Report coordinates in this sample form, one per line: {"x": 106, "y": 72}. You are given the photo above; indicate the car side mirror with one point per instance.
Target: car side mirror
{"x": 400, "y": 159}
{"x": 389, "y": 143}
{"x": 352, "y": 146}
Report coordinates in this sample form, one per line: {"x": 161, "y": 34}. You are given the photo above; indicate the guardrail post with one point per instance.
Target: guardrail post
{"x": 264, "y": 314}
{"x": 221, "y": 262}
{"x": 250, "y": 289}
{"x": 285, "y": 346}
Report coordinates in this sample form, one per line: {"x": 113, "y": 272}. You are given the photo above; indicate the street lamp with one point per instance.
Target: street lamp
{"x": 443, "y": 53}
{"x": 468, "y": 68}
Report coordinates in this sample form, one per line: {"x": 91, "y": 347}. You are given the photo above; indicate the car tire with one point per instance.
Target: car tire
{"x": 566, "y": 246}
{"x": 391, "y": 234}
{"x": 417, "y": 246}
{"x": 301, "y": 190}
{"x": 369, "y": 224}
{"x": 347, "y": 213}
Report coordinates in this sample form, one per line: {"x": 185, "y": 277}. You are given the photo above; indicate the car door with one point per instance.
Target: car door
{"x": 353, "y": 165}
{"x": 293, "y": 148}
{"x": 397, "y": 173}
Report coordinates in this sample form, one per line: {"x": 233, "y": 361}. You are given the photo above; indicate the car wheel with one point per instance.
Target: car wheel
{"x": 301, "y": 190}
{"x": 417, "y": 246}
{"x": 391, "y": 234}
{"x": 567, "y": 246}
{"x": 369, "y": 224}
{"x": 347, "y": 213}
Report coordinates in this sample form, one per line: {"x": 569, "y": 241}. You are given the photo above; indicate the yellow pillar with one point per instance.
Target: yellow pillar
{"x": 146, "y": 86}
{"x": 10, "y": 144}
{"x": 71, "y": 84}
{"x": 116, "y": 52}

▸ **TASK OBJECTIVE**
Recite the full listing above exactly.

▸ **EXERCISE ANSWER**
Report coordinates in this sample form, one per line: {"x": 106, "y": 72}. You are given the photo above; indicate the car side mirror with one point per instance.
Target: car side mirror
{"x": 400, "y": 159}
{"x": 389, "y": 143}
{"x": 352, "y": 146}
Report coordinates in this sample form, one per line: {"x": 161, "y": 34}. You are given the photo above; indicate the guardrail post with one point per instance.
Target: guardrail post
{"x": 264, "y": 314}
{"x": 221, "y": 262}
{"x": 250, "y": 289}
{"x": 285, "y": 346}
Report coordinates in this sample form, one per line: {"x": 113, "y": 272}. You are given the photo above; indicate the street lamp with one point per instance.
Target: street lamp
{"x": 443, "y": 53}
{"x": 468, "y": 68}
Report coordinates in this sample form, one per line: {"x": 91, "y": 347}. You are given the photo above; indicate the car tire with one point per instance.
Target: car tire
{"x": 566, "y": 246}
{"x": 391, "y": 234}
{"x": 417, "y": 246}
{"x": 301, "y": 190}
{"x": 369, "y": 224}
{"x": 347, "y": 213}
Report coordinates in this sample form, one per line: {"x": 185, "y": 277}. You are given the photo above; indicate the car door with one point per instance.
Target: car door
{"x": 353, "y": 165}
{"x": 293, "y": 148}
{"x": 397, "y": 173}
Report coordinates in this sample form, one per line: {"x": 233, "y": 361}. You are given the photo above; indicate the car wheel with one point per instance.
Target: car wheel
{"x": 301, "y": 190}
{"x": 417, "y": 246}
{"x": 391, "y": 234}
{"x": 567, "y": 246}
{"x": 369, "y": 224}
{"x": 347, "y": 213}
Report coordinates in this sample form, one per line: {"x": 569, "y": 241}. You are given the photo above; indicate the yellow pillar with one point per instance.
Target: yellow pillar
{"x": 146, "y": 86}
{"x": 10, "y": 144}
{"x": 71, "y": 84}
{"x": 116, "y": 52}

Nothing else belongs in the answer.